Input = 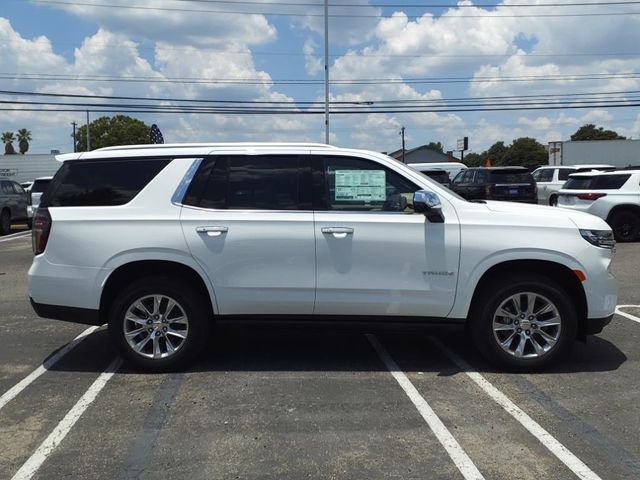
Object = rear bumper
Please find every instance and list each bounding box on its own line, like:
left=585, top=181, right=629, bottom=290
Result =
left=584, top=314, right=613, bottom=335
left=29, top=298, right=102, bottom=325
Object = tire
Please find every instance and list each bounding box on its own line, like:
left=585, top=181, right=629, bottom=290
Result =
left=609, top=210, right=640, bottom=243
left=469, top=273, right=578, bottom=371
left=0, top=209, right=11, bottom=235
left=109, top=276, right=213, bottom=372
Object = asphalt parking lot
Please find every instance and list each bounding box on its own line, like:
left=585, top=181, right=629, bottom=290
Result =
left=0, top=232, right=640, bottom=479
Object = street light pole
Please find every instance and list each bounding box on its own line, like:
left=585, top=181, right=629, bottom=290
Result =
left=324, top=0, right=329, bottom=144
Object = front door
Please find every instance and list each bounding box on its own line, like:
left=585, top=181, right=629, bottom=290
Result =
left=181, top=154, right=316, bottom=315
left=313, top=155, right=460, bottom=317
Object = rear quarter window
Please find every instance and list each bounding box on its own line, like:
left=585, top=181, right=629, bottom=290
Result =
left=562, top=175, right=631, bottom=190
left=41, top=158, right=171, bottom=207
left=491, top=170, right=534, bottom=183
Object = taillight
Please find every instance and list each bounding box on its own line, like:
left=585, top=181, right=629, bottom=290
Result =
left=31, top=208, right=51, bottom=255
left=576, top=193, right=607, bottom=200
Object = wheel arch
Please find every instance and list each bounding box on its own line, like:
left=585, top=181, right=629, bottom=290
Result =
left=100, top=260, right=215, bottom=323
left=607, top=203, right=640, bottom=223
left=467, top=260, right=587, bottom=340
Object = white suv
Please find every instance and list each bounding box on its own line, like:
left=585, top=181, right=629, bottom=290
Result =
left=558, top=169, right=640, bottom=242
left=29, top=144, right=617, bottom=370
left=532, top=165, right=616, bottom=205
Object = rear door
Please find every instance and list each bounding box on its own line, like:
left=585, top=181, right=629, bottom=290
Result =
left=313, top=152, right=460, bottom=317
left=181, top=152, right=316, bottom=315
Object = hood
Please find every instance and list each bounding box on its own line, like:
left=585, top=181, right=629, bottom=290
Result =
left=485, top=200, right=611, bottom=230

* * *

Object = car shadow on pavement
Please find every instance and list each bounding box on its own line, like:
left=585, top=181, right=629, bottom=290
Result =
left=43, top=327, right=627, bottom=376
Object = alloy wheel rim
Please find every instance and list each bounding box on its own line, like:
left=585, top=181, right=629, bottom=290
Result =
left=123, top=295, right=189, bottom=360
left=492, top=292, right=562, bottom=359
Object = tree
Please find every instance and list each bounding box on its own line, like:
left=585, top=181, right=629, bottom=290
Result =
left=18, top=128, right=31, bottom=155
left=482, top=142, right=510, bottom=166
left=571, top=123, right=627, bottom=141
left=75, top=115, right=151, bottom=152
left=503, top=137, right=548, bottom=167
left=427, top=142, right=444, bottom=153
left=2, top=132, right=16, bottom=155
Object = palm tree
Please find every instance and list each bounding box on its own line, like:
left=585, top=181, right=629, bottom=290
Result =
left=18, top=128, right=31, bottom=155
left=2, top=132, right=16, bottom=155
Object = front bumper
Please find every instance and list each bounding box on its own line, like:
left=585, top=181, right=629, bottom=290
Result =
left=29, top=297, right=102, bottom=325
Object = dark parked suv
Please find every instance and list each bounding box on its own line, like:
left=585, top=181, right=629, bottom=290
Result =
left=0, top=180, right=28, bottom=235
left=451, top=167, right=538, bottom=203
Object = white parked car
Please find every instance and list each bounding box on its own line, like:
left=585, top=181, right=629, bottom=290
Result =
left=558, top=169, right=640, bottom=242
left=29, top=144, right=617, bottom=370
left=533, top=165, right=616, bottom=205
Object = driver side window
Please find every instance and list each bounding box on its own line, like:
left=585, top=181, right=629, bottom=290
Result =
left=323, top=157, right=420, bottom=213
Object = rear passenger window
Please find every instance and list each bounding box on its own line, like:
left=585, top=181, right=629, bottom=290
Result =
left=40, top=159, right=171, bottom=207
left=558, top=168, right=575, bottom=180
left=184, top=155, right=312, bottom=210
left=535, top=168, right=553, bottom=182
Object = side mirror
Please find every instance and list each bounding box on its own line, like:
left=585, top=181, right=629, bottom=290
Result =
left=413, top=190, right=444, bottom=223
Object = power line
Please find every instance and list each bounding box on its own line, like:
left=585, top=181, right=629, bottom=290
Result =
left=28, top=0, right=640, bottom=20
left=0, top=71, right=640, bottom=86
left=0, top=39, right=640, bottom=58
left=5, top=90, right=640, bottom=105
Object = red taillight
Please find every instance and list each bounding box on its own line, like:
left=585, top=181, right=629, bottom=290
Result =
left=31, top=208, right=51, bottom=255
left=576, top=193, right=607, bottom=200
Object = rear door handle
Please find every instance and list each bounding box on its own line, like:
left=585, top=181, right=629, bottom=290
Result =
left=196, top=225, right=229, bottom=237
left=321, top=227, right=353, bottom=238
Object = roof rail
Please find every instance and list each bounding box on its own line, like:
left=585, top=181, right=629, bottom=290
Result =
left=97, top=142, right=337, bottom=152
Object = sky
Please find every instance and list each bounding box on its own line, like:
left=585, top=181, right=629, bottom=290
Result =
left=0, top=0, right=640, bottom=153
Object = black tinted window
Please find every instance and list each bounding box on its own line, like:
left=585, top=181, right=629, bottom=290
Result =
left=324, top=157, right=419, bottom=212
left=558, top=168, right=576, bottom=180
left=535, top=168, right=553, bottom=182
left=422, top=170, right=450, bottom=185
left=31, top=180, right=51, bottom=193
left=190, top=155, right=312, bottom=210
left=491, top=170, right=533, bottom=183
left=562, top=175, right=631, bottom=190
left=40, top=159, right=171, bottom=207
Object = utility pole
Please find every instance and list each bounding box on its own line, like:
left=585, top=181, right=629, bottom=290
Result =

■ **WHAT THE TASK ASKS**: Starting with the line that contains "Object = front door" and going on through the line that contains "left=532, top=165, right=616, bottom=205", both included, lay out those lines of the records above as a JSON list of strings with one string per line. Leave out any blank lines.

■ **RESULT BELOW**:
[
  "Object = front door",
  "Please find every instance and list each bounding box on its own line, like:",
  "left=585, top=181, right=629, bottom=290",
  "Result =",
  "left=181, top=154, right=316, bottom=315",
  "left=313, top=155, right=460, bottom=317",
  "Object = rear quarter window",
  "Please find every instance and list each bounding box on its own line, like:",
  "left=585, top=181, right=629, bottom=290",
  "Result =",
  "left=562, top=175, right=631, bottom=190",
  "left=41, top=158, right=171, bottom=207",
  "left=491, top=170, right=534, bottom=183",
  "Object = taillight",
  "Please find every instance and list each bounding box on its own line, like:",
  "left=585, top=181, right=629, bottom=290",
  "Result =",
  "left=31, top=208, right=51, bottom=255",
  "left=576, top=193, right=607, bottom=200",
  "Object = wheel arch",
  "Please find every instance and list each bounding box on its own line, like:",
  "left=585, top=181, right=629, bottom=290",
  "Result =",
  "left=100, top=260, right=215, bottom=323",
  "left=607, top=203, right=640, bottom=223",
  "left=467, top=260, right=587, bottom=340",
  "Object = white suv",
  "Please find every instance and list each bounding box on its own line, like:",
  "left=585, top=181, right=629, bottom=290",
  "Result =",
  "left=558, top=169, right=640, bottom=242",
  "left=29, top=144, right=617, bottom=370",
  "left=532, top=165, right=616, bottom=205"
]